**WHAT THE TASK REQUIRES:** Reproduce the entries exactly, but keep the pictures out of the copy.

**THE INPUT:**
════════

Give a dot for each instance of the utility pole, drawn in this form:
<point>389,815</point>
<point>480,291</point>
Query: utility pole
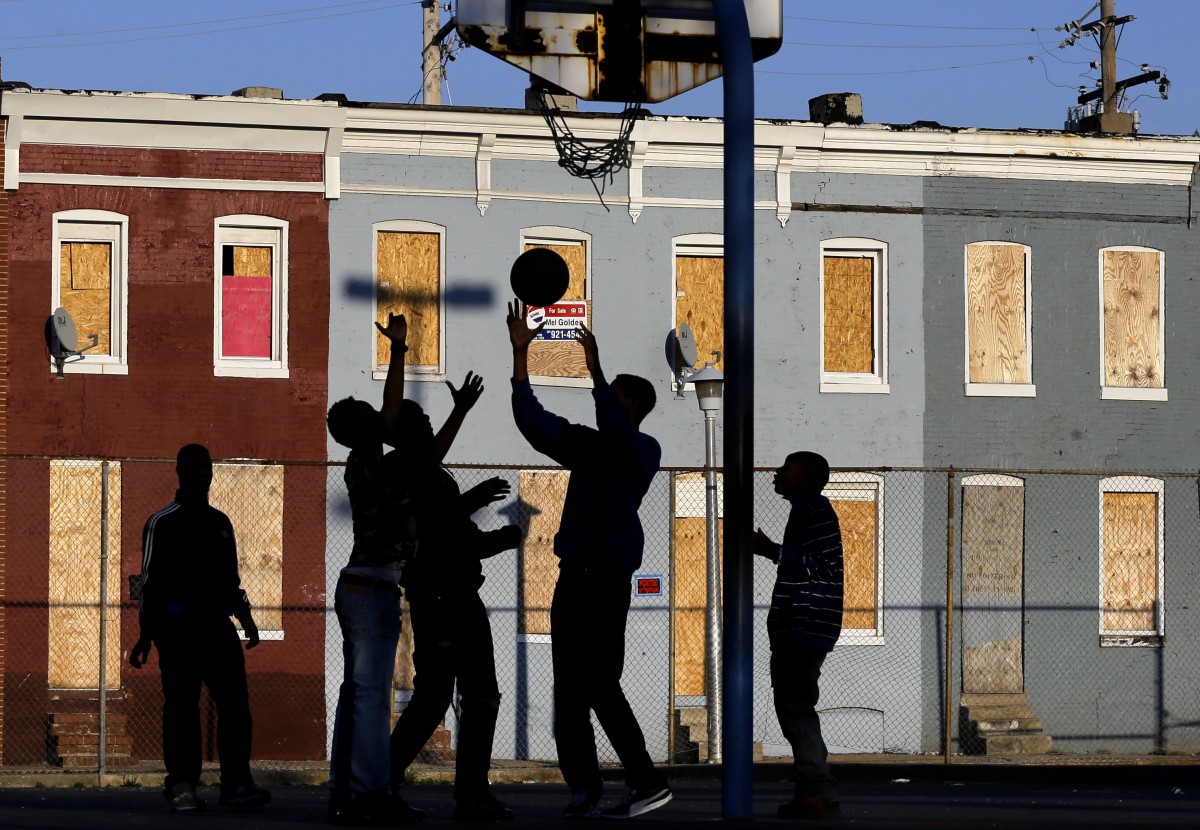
<point>431,52</point>
<point>1110,119</point>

════════

**TASK OUTPUT:**
Give a dot for each instance of the utility pole, drawn in this form:
<point>389,815</point>
<point>480,291</point>
Query: utility pole
<point>431,52</point>
<point>1110,119</point>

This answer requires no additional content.